Short exercise -
Rewrite only the lines of the records from the line containing "31, row 23." through the line containing "column 125, row 73". Put "marker" in place of "keypoint" and change nothing else.

--- BEGIN Information provided ---

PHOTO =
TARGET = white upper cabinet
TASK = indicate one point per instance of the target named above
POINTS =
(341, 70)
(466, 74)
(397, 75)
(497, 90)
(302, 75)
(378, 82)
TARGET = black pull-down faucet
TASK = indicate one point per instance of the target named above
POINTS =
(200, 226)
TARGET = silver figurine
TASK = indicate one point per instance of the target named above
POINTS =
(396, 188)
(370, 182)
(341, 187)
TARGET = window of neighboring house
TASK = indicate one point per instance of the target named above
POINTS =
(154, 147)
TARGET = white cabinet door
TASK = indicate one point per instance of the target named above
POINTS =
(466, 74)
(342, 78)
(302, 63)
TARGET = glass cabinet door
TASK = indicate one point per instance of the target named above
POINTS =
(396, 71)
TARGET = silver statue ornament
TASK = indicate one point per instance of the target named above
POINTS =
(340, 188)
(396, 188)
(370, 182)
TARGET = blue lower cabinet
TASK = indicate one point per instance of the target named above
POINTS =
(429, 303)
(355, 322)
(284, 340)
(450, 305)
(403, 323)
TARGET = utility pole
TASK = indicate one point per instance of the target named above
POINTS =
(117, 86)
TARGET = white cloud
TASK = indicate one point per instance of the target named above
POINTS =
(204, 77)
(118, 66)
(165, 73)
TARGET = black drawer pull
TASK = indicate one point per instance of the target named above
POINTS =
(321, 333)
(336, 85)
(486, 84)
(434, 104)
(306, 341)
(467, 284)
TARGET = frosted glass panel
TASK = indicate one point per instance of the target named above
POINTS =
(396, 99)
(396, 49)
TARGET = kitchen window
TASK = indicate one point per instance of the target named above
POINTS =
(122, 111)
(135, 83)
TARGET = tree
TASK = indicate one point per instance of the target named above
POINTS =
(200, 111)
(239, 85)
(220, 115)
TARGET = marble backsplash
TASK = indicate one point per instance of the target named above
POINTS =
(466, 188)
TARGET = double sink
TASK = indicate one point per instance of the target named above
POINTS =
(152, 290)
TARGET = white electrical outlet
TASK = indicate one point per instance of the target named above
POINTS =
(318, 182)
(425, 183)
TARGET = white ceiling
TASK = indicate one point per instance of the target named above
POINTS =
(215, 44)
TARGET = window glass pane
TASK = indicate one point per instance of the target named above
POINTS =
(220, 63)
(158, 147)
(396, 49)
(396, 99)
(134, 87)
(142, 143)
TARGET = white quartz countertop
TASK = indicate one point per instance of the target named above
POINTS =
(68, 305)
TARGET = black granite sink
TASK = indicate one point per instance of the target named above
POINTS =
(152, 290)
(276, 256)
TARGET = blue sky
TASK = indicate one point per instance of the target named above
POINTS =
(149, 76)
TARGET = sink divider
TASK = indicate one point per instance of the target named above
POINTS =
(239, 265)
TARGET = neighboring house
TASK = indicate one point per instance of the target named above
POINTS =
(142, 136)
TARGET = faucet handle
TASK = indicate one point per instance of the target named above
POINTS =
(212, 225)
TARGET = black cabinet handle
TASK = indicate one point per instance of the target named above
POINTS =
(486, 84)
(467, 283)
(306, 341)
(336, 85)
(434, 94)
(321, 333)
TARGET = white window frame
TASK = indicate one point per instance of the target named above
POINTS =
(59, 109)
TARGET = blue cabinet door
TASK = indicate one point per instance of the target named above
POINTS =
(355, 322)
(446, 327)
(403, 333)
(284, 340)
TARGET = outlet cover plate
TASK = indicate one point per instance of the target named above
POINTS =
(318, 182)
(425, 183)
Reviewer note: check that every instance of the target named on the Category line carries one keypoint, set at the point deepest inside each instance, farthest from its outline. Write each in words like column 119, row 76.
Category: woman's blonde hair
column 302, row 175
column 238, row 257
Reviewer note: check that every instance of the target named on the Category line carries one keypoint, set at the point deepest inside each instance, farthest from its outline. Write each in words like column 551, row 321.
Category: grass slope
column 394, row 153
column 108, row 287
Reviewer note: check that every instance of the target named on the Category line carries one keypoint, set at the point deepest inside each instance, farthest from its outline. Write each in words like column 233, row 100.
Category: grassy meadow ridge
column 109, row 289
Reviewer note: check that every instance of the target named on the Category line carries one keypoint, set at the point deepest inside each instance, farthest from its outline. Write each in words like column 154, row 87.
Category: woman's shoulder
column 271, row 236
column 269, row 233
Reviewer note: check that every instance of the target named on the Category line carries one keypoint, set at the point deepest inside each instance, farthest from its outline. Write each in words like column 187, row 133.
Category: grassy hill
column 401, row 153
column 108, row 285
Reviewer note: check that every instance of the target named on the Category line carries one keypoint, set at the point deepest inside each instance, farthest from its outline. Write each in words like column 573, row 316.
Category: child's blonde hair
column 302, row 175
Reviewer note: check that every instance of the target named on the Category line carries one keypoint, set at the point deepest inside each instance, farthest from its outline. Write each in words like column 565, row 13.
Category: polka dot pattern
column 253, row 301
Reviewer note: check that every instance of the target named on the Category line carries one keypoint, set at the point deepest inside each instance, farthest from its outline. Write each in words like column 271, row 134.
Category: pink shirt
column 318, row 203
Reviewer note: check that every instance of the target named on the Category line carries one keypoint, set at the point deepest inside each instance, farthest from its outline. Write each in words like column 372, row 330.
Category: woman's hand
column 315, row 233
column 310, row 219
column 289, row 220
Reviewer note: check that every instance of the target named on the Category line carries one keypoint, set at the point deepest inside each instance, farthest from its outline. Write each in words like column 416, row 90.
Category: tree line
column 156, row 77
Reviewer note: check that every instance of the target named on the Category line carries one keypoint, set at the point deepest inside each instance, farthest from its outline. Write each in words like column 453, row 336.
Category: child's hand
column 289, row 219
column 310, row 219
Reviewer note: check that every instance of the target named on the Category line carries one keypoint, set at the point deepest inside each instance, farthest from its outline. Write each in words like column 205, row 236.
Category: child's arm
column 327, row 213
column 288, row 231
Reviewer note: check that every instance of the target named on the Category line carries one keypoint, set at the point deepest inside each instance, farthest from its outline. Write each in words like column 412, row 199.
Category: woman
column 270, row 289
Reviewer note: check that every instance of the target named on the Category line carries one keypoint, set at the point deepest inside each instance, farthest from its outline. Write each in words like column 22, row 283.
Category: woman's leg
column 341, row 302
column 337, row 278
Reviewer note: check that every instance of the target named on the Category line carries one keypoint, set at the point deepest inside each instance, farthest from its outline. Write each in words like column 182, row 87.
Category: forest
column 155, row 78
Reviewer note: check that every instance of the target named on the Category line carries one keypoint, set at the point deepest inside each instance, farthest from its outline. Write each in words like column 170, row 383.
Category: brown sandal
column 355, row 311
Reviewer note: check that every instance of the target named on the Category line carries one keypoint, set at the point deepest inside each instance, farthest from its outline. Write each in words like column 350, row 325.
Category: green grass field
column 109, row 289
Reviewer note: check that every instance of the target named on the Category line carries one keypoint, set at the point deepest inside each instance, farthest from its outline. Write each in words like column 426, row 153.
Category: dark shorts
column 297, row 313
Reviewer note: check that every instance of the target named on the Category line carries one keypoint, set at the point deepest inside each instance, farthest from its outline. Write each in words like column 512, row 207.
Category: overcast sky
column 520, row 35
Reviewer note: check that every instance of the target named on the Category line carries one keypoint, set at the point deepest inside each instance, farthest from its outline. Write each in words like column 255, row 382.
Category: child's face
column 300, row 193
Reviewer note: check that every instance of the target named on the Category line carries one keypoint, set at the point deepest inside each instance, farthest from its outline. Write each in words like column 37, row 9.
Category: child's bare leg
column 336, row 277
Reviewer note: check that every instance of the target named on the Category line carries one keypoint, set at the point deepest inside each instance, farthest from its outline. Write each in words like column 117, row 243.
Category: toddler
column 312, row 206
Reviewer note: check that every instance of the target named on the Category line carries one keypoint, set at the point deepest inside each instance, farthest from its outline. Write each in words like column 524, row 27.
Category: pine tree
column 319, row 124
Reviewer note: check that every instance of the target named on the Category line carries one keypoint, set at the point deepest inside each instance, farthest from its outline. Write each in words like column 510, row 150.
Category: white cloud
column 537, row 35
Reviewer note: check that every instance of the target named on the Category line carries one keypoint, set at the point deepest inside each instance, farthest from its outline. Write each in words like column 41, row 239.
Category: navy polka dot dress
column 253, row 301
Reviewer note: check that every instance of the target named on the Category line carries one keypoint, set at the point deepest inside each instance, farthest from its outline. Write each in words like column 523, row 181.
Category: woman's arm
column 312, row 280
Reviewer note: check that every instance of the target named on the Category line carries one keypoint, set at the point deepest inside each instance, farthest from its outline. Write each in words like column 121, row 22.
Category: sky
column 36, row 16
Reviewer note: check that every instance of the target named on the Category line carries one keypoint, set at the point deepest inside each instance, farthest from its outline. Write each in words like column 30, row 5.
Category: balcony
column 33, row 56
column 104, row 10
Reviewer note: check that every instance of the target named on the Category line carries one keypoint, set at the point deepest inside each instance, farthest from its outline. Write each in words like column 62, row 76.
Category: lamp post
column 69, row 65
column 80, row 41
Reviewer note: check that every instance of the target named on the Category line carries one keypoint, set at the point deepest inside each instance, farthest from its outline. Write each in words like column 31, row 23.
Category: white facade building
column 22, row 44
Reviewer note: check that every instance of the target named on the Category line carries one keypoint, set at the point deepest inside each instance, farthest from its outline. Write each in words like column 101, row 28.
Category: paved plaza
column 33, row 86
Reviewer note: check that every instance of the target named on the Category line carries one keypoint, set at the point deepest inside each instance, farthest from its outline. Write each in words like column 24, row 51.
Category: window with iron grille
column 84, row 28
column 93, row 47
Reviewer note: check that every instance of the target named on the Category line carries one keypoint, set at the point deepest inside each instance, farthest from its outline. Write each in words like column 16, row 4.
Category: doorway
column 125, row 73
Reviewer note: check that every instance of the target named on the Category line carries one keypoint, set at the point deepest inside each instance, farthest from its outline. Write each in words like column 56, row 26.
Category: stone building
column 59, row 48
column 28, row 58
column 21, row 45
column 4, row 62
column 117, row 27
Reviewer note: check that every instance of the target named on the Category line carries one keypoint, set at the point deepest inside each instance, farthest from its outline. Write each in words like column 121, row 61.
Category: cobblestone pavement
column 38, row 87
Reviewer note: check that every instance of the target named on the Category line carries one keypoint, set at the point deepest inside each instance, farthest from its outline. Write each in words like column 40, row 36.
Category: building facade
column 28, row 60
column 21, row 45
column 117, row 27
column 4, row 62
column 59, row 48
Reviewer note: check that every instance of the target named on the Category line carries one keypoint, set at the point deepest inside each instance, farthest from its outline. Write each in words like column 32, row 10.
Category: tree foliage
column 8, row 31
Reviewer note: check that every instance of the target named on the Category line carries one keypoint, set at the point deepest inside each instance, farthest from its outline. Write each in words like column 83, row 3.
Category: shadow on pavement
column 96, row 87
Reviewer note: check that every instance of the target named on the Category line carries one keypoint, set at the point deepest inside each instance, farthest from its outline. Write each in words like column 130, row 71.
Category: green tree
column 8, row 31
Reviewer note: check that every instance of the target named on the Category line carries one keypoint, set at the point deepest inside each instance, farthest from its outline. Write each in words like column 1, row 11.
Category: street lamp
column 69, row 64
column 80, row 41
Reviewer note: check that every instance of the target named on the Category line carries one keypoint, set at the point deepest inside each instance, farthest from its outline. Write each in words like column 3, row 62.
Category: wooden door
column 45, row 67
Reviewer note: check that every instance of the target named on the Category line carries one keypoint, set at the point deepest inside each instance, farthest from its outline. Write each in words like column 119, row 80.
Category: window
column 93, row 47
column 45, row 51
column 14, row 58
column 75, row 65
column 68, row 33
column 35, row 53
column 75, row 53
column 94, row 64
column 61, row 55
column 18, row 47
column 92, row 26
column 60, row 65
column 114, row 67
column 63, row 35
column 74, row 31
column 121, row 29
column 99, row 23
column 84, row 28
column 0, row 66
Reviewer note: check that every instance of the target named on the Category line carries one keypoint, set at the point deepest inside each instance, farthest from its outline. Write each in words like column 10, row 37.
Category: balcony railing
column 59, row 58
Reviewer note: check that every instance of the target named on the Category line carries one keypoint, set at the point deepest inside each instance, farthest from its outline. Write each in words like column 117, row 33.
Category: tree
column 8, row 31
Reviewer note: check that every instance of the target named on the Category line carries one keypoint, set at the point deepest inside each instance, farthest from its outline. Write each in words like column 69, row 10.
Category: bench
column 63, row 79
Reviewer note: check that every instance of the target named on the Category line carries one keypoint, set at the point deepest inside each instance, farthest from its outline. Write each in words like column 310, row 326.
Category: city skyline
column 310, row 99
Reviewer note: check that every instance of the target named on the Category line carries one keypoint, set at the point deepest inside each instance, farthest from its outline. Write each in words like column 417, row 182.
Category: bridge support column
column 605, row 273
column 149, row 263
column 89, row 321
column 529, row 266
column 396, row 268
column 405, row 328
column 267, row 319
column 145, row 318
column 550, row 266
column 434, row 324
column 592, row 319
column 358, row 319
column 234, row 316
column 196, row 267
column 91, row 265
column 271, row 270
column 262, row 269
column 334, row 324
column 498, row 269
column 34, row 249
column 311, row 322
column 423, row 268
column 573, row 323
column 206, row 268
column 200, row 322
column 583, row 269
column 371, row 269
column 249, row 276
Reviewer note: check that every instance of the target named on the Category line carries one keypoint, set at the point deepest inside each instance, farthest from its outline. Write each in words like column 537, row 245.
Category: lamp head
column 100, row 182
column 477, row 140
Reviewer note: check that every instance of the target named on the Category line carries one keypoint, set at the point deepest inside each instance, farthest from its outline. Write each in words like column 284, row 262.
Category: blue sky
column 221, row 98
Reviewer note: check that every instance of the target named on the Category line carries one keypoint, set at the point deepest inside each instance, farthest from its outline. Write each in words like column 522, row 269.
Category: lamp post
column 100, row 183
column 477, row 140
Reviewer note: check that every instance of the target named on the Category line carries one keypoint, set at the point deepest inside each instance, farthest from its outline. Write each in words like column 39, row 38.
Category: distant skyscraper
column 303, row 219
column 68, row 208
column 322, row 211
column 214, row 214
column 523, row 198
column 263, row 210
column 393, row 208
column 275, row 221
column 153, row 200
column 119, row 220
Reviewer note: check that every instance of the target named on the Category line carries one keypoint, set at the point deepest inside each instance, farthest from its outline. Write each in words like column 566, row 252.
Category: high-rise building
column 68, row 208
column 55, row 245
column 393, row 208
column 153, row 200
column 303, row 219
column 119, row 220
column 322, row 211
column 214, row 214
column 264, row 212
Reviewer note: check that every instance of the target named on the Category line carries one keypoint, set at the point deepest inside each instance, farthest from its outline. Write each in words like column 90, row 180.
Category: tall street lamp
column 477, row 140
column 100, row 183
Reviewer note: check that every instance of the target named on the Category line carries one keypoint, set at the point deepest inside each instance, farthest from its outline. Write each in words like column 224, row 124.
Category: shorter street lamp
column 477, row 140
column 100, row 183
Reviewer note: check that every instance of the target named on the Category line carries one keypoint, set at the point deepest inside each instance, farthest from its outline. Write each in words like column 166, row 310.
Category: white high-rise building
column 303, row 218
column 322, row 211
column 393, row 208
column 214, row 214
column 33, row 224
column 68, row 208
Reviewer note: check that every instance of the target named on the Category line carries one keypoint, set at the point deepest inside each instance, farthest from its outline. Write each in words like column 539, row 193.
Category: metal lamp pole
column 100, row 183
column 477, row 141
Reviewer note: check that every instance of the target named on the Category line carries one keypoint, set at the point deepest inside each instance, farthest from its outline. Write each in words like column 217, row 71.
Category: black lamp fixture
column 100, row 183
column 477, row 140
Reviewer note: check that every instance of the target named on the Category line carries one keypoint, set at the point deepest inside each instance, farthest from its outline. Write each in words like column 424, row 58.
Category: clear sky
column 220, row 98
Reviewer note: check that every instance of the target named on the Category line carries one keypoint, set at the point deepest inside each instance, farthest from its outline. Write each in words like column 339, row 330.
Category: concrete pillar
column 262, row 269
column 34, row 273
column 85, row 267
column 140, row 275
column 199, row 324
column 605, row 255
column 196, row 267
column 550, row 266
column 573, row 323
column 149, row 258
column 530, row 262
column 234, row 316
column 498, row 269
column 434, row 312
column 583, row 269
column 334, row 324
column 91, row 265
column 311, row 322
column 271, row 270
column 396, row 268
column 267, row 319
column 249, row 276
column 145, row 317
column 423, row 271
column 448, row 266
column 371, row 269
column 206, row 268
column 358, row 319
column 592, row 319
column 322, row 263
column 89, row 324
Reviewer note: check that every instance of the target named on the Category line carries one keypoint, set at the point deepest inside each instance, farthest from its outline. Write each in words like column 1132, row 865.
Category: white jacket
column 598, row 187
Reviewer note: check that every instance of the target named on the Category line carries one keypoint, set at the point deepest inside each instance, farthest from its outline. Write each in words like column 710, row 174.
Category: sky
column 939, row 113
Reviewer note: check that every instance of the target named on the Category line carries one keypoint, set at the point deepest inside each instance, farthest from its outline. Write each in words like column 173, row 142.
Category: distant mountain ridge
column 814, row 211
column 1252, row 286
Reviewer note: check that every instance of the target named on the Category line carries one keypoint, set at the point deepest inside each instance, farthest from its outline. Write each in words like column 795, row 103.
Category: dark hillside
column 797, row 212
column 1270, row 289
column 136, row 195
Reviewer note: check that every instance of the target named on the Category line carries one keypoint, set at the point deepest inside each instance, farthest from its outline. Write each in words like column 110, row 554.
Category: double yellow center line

--- END Information provided ---

Complete answer -
Reviewer note: check that every instance of the target named on the Category line carries one marker, set at the point deepest inside each instance, farthest from its outline. Write each in words like column 31, row 23.
Category: white facade building
column 22, row 44
Reviewer note: check that every instance of the target named on the Category line carries one marker, set at the point deepest inside each instance, farthest from its outline. Write each in words like column 101, row 28.
Category: paved plaza
column 33, row 86
Reviewer note: check that every instance of the target named on the Category line carries one marker, set at the point deepest inside each instance, farthest from its outline. Write each in words like column 24, row 51.
Category: window with iron grille
column 84, row 28
column 93, row 47
Reviewer note: check that every instance of the target named on the Category line carries one marker, set at the point deepest inside each instance, farthest from its outline. Write each in words like column 16, row 4.
Category: doorway
column 125, row 73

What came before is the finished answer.